§ Document extract
────────────────────

GC-TOFMS Application: Examining detection sensitivity of EI/FI and PI ion sources using nitrogen as a GC carrier gas

  • Summary

MSTips No.299

General

The global helium shortage is a very serious issue that is affecting a variety of scientific research organizations that utilize this gas for their work. In particular, gas chromatography-mass spectrometry (GC-MS) is a widely used analytical technique that traditionally uses helium as the GC carrier gas. Consequently, it has become critical to identify other carrier gases for GC-MS in order to minimize the effects of the helium shortage. Previously, we changed the GC-MS carrier gas from helium (He) to nitrogen (N2) to determine how this affects sensitivity when using the dedicated EI ion source. The results showed that the detection sensitivity for N2 as the GC carrier gas was 1/18 of the level when compared to He.

In this work, we compare sensitivity levels when using the combination EI/FI and EI/PI ion sources when He and N2 are used as the GC carrier gas.

Experiment

Table 1 shows the measurement conditions. The GC column used for the analysis was a DB-5MS (30 m × 0.25 mm × 0.25 μm). He and N2 carrier gases were used for the measurements. Samples used were octafluoronaphthalene (OFN 100 pg / μL), hexadecane (10 ng / μL), and benzophenone (100 pg / μL). One μL of each was injected to evaluate the EI/FI ion source in EI+ and FI+ modes and the EI/PI ion source in the PI+ mode, respectively.

Table 1. Measurement conditions

Instrument JMS-T200GC
Injection mode Splitless
Injection Volume 1 μL
Column DB-5MS (Agilent Technologies), 30 m × 0.25 mm, 0.25 μm
Oven temp. 40°C (1min) - 30°C / min – 250°C (2min)
Carrier Flow He 1.0 mL / min, N2 0.55 mL / min
Ion Source temp. 250°C

Results

As a starting point, the EI/FI combination ion source was tested with both He and N2 to determine their affects on sensitivity. Figure 1 shows the extracted ion chromatogram for 100 pg of OFN (m/z 271.976±0.01) for each carrier gas when using EI+ mode for this combination EI/FI source. Interestingly, the OFN S/N ratio was nearly equal for both gases, which was different from the findings reported previously for the dedicated EI ion source in which the sensitivity level declined when the N2 carrier gas was used. These results suggest that the EI/FI ion source, with its open ion volume design, reduces space charging from nitrogen ions inside the ion source, which in turn prevents a decline in sensitivity.

────────────────────

§ Rows
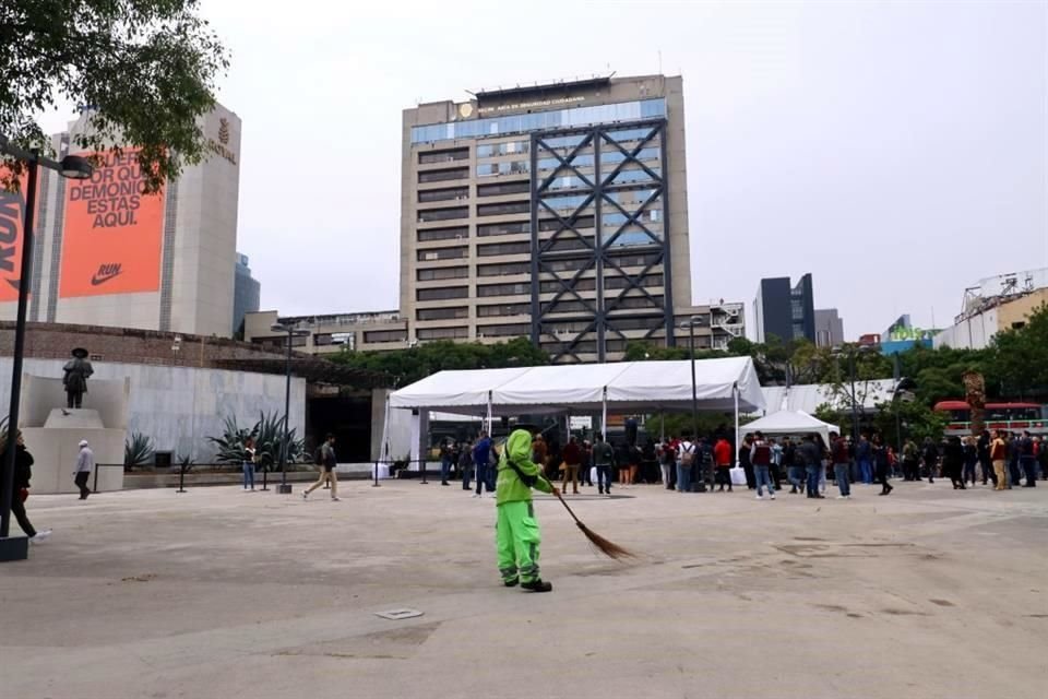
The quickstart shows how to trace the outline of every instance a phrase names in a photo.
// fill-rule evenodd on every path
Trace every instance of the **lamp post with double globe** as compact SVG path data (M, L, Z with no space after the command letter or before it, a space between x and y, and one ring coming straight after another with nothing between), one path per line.
M19 438L19 407L22 401L22 365L25 358L25 318L29 300L29 282L33 276L33 224L36 213L36 189L39 168L57 170L70 179L87 179L94 168L91 162L79 155L67 155L53 161L40 155L36 149L26 151L0 134L0 154L9 155L26 164L25 209L22 224L22 263L19 276L19 306L14 322L14 353L11 367L11 403L8 408L8 443L4 445L3 481L0 484L0 561L23 560L28 557L28 540L10 536L11 502L14 496L15 442Z
M273 332L287 333L287 358L284 362L284 439L281 440L281 485L276 487L278 494L287 495L291 491L291 486L287 483L287 454L290 447L288 441L291 434L288 420L291 412L291 345L294 337L305 337L309 331L283 323L273 323L270 329Z

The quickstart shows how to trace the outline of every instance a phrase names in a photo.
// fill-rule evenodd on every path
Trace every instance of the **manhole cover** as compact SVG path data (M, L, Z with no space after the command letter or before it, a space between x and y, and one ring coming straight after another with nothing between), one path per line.
M376 612L374 616L398 621L401 619L412 619L416 616L422 616L422 613L418 609L386 609L385 612Z

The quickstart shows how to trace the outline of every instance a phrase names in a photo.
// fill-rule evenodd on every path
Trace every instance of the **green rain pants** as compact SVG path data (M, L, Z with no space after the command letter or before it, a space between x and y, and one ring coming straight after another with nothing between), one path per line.
M503 502L496 508L495 540L499 550L502 582L538 580L538 544L541 534L529 500Z

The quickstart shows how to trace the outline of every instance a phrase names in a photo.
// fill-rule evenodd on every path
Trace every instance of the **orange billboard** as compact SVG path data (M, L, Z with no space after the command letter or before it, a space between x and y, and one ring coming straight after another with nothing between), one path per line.
M0 301L19 299L22 276L22 224L25 223L25 176L19 191L8 191L3 180L11 170L0 166Z
M99 153L91 179L68 181L60 298L159 291L164 190L142 192L135 153Z

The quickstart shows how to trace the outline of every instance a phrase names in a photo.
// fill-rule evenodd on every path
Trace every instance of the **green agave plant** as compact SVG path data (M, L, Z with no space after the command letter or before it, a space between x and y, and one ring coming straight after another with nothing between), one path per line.
M142 433L131 433L131 439L123 442L123 467L131 470L150 463L153 459L153 440Z
M306 449L305 440L298 439L296 431L293 429L288 435L288 463L301 461ZM250 437L254 438L259 464L263 469L271 470L281 460L281 448L284 443L284 416L260 413L259 422L250 429L238 426L235 417L226 416L222 436L209 437L207 439L218 448L218 453L215 454L217 463L240 464L243 461L245 445Z

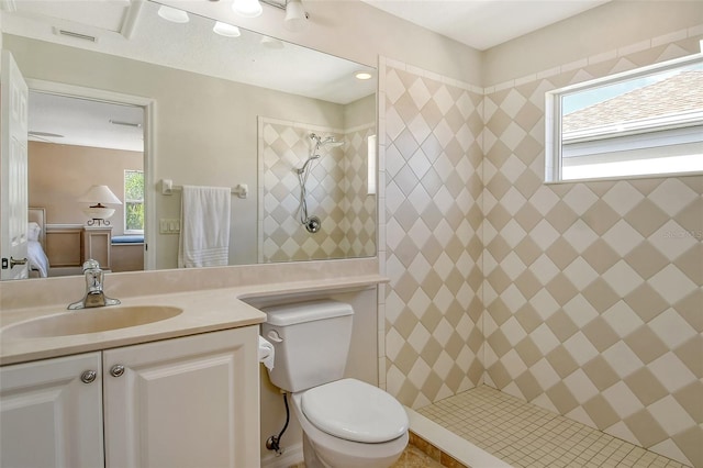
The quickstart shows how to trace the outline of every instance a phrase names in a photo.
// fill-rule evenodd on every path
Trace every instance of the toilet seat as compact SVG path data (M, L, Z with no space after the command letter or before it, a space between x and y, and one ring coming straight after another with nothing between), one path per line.
M382 443L408 432L403 406L389 393L356 379L305 390L301 411L320 431L360 443Z

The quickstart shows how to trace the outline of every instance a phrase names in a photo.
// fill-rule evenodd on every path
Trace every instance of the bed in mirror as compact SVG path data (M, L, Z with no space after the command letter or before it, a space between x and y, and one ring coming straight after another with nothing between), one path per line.
M244 29L222 36L203 15L165 21L150 1L15 3L2 45L30 87L27 207L45 212L46 247L86 231L79 199L105 185L121 202L97 226L110 264L124 244L143 254L115 271L176 268L179 189L207 186L233 189L228 265L376 255L375 69Z

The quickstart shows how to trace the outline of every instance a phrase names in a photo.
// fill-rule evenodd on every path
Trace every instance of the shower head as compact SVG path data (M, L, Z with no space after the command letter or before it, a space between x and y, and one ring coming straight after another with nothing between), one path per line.
M331 146L333 148L337 148L342 145L344 145L344 142L335 142L334 136L330 135L327 137L325 137L324 140L314 134L311 133L310 134L310 140L314 140L315 141L315 151L320 149L321 146Z

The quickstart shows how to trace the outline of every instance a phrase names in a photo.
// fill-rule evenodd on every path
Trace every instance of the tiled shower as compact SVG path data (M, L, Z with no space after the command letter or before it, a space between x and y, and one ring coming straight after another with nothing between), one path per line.
M545 91L699 52L701 29L477 88L381 60L381 381L481 383L703 466L703 177L545 185Z

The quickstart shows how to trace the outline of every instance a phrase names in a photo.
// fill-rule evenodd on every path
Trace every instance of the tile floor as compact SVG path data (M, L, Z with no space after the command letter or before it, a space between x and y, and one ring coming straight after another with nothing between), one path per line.
M487 386L417 412L514 467L685 467Z
M391 468L442 468L439 461L435 461L429 455L422 452L414 445L408 445L403 455Z

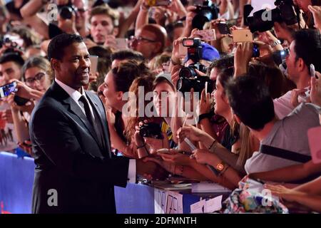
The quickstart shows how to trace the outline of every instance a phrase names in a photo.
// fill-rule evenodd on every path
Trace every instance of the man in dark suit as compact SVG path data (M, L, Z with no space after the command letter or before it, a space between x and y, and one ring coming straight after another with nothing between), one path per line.
M32 212L116 213L113 187L126 187L136 161L111 154L103 103L83 88L87 48L81 36L61 34L49 43L48 57L55 81L29 126L36 165Z

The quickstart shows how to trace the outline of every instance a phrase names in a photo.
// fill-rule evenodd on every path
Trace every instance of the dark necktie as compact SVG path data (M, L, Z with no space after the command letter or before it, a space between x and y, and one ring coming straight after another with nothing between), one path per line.
M84 95L82 95L78 100L81 104L83 104L83 109L85 110L86 116L87 117L88 120L91 124L93 128L95 128L96 123L93 118L93 114L91 112L91 108L89 108L89 103L86 99ZM95 129L96 130L96 129Z

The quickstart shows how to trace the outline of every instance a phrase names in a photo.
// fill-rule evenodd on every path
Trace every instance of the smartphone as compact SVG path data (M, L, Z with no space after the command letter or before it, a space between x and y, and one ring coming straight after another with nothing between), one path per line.
M24 106L28 101L29 101L29 99L24 98L16 95L14 98L14 100L18 106Z
M205 41L211 41L216 40L215 29L198 30L194 33L194 35L200 36L200 39Z
M230 28L228 28L228 26L226 23L220 22L217 24L217 26L220 33L221 33L222 35L230 34Z
M116 38L116 47L118 50L126 50L128 48L128 42L127 38Z
M159 153L159 154L165 154L165 155L170 155L171 154L170 151L168 149L166 149L166 148L157 150L156 152L158 153Z
M183 45L183 42L180 43L179 48L178 48L178 55L180 56L180 58L184 58L187 56L187 47L184 46Z
M311 77L315 78L315 68L313 64L310 66L310 73Z
M16 82L2 86L0 87L0 98L9 96L11 93L16 92Z
M171 0L148 0L148 6L168 6L172 2Z
M232 31L234 43L251 42L253 41L253 34L250 29L238 29Z
M89 56L89 59L91 60L91 73L94 76L96 75L96 73L97 72L97 67L98 67L98 56Z

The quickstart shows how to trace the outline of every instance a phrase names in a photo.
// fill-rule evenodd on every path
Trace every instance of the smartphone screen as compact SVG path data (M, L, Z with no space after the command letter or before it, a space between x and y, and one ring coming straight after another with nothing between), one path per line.
M128 48L127 39L125 38L116 38L116 47L118 50L126 50Z
M4 98L9 96L11 93L16 92L16 82L6 84L0 87L0 97Z
M310 73L311 75L311 77L315 78L315 68L313 64L311 64L310 66Z
M250 29L239 29L232 31L234 43L251 42L253 35Z
M89 56L89 59L91 60L91 73L95 75L97 72L98 67L98 56Z
M230 28L225 23L218 23L218 28L222 35L230 34Z

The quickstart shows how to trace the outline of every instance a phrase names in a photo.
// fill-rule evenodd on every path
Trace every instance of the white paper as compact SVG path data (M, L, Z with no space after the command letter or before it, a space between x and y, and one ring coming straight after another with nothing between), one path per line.
M190 214L203 214L205 200L200 200L195 204L190 205Z
M222 197L223 195L220 195L206 201L204 207L205 213L212 213L222 208Z
M166 214L183 214L183 195L166 192Z
M154 188L155 214L165 214L166 209L166 192Z

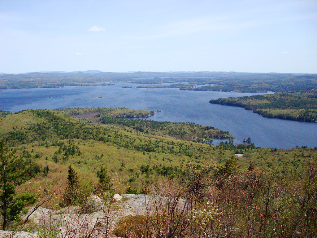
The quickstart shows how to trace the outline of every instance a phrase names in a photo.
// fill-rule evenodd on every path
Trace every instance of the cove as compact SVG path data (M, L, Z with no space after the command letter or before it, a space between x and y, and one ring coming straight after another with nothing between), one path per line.
M235 143L242 143L243 138L249 137L256 146L264 148L317 146L317 123L267 118L242 108L209 103L210 99L220 97L263 94L136 88L150 85L155 84L116 83L113 86L5 90L0 91L0 110L16 112L98 107L158 109L162 112L147 119L214 126L229 131L235 136ZM102 97L92 97L99 96ZM213 143L217 143L215 140Z

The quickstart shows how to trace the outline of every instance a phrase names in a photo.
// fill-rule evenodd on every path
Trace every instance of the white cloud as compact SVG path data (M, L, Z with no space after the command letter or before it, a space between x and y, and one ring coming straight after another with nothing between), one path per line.
M82 55L82 54L78 52L74 52L72 53L72 55Z
M87 31L105 31L105 30L106 29L105 28L101 26L94 26L88 29Z

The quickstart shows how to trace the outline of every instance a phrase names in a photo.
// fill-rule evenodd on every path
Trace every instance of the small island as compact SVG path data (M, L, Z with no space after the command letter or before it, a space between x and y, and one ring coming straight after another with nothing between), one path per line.
M270 118L317 122L317 99L277 93L212 100L209 102L244 108Z

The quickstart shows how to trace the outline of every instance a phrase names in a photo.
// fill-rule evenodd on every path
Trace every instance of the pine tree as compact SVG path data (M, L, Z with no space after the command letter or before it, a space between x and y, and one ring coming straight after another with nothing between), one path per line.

────────────────────

§ What is needed
Using the note on nitrogen as a GC carrier gas, answer these three questions, one per line:
1. In the earlier work with the dedicated EI ion source, what fraction of the helium detection sensitivity did nitrogen give?
2. What carrier flow rate was set for nitrogen in the measurement conditions?
3. With the EI/FI source in EI+ mode, how did the OFN S/N ratio compare between the two carrier gases?

§ Task answer
1. 1/18 of the helium level.
2. 0.55 mL/min.
3. It was nearly equal for both gases.